### Extrait à lire
========================

L’Europe est aux abois. Réduite à une simple expression géographique, l’Union européenne n’a plus rien de l’utopie en marche que nous vendaient jadis ses promoteurs enthousiastes. Chez les fédéralistes, le fond de l’air est noir, comme ne manque de nous le rappeler Elisabeth Lévy. « Vu d’en bas, l’Europe évoque une sorte d’adjudant-chef tâtillon, qui se mêle de tout, vous impose des règles absurdes pour vous nourrir ou vous habiller et vous oblige à garder l’arme au pied face au danger. », développe notre directrice de la rédaction. D’ailleurs, si l’on en croit le sondage exclusif Ifop/Causeur commandé pour l’occasion, avant même les attentats de Bruxelles, 53% des Français voulaient sortir de l’espace Schengen de libre circulation des personnes au sein de l’Union européenne.

========================

### Énoncé
Recopiez le passage du texte sur l'Union européenne qui va de « L’Europe est aux » à « de l’Union européenne. », bornes incluses.

(Enregistrements de placement de points)

========================

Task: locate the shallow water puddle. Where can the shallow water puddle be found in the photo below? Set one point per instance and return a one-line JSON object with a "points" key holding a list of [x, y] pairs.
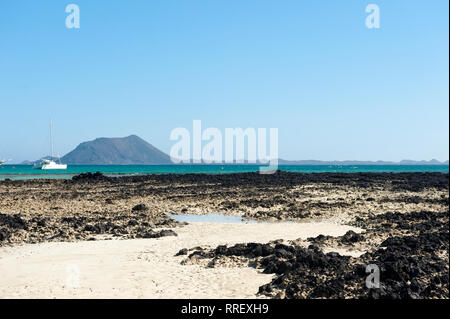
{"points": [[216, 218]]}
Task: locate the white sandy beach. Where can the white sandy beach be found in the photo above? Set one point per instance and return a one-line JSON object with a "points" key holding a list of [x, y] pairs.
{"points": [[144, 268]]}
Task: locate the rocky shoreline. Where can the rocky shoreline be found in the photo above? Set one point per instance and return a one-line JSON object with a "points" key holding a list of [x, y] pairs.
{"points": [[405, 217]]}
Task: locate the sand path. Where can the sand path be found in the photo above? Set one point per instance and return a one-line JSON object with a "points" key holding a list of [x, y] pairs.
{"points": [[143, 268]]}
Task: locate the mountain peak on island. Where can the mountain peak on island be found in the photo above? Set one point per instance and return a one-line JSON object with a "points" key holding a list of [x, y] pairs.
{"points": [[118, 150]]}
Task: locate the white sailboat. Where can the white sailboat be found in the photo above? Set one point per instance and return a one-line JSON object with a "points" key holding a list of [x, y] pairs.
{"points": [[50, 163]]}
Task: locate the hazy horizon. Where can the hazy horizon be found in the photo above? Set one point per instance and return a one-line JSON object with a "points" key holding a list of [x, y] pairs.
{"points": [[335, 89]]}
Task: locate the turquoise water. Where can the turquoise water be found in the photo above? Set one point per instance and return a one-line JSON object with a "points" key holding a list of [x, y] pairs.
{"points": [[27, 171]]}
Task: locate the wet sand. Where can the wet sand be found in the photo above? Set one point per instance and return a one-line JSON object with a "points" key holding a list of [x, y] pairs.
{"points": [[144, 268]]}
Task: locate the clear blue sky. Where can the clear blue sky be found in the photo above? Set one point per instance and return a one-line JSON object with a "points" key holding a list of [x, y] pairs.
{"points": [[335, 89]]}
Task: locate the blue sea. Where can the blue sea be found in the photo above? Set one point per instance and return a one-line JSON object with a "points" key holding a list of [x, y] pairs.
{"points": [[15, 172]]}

========================

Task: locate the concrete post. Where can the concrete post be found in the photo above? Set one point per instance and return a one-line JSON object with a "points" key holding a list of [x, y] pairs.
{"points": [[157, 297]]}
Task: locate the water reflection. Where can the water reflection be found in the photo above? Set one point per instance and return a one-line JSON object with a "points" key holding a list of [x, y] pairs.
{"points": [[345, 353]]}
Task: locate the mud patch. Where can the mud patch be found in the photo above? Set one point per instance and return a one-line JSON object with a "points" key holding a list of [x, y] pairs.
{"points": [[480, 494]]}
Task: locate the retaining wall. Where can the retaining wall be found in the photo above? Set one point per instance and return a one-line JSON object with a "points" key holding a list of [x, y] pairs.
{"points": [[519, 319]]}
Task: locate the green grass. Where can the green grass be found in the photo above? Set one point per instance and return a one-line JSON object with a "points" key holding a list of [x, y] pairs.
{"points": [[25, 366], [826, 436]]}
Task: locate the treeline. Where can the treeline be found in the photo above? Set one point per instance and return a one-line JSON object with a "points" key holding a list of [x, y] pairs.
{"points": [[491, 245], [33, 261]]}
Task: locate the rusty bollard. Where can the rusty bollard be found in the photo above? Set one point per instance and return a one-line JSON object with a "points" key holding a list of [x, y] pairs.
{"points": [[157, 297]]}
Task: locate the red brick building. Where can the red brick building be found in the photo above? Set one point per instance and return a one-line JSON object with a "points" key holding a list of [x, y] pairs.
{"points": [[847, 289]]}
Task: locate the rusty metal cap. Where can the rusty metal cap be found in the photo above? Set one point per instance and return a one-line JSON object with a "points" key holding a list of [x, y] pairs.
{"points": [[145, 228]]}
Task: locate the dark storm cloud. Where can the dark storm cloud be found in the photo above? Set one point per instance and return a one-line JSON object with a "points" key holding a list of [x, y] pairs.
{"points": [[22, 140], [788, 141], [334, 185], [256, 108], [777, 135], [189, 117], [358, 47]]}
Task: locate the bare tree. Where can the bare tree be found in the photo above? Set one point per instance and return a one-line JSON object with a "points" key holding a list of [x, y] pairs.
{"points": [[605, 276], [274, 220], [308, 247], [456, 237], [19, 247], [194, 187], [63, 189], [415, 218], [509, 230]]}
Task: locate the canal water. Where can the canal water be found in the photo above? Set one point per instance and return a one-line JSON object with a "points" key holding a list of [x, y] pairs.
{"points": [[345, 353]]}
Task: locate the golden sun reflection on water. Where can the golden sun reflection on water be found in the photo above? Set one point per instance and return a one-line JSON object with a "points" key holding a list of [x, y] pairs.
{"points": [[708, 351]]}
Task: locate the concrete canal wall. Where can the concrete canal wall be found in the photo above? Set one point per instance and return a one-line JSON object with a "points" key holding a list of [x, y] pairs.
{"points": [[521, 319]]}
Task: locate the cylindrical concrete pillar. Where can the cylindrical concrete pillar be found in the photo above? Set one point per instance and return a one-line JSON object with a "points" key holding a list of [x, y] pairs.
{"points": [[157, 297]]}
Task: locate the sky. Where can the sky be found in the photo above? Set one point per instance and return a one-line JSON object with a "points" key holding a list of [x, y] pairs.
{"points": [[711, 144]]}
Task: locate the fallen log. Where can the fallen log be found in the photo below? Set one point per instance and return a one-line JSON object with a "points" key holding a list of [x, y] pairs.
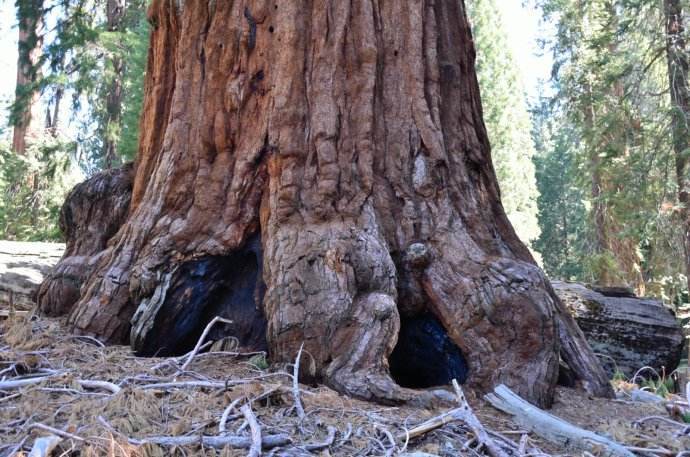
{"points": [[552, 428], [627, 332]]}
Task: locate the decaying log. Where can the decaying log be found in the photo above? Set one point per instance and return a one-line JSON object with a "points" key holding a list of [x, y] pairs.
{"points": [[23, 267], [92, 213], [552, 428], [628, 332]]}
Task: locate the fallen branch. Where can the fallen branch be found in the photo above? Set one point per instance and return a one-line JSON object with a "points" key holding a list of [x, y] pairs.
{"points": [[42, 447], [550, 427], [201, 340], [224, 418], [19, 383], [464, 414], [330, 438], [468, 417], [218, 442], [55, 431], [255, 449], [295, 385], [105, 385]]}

========================

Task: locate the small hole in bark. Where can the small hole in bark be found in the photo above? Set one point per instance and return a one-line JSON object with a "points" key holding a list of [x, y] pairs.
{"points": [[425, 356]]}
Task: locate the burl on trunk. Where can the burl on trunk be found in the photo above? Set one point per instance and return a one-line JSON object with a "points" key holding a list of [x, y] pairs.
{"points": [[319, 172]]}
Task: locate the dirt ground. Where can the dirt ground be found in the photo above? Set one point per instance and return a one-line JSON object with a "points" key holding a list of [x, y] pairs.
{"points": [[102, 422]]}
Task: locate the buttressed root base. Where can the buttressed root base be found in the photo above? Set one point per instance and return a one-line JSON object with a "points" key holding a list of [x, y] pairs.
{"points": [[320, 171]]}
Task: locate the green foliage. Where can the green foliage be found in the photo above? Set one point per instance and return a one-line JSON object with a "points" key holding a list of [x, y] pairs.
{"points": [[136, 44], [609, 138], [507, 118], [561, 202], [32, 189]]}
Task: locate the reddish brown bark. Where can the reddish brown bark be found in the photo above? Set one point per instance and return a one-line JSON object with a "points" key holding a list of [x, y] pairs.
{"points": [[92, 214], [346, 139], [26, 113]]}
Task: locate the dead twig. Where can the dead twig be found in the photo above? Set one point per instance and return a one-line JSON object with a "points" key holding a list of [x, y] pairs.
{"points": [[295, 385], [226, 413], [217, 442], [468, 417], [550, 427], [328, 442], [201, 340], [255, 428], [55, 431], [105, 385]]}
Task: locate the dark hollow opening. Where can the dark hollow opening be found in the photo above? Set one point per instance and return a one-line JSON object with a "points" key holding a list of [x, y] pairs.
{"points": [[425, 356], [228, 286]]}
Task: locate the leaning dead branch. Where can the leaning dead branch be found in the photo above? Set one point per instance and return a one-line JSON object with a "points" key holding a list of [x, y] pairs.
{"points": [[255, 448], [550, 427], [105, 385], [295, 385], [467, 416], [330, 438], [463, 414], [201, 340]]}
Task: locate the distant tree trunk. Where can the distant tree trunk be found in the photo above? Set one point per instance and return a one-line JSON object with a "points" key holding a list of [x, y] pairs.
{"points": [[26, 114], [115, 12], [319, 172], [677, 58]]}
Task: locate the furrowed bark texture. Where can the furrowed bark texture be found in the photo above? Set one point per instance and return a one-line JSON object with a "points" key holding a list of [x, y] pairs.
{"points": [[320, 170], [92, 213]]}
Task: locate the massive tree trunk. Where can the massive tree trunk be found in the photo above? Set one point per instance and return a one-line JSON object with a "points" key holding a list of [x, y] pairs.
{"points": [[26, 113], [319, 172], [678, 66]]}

========================

### Corrigé rédigé
L’Europe est aux abois. Réduite à une simple expression géographique, l’Union européenne n’a plus rien de l’utopie en marche que nous vendaient jadis ses promoteurs enthousiastes. Chez les fédéralistes, le fond de l’air est noir, comme ne manque de nous le rappeler Elisabeth Lévy. « Vu d’en bas, l’Europe évoque une sorte d’adjudant-chef tâtillon, qui se mêle de tout, vous impose des règles absurdes pour vous nourrir ou vous habiller et vous oblige à garder l’arme au pied face au danger. », développe notre directrice de la rédaction. D’ailleurs, si l’on en croit le sondage exclusif Ifop/Causeur commandé pour l’occasion, avant même les attentats de Bruxelles, 53% des Français voulaient sortir de l’espace Schengen de libre circulation des personnes au sein de l’Union européenne.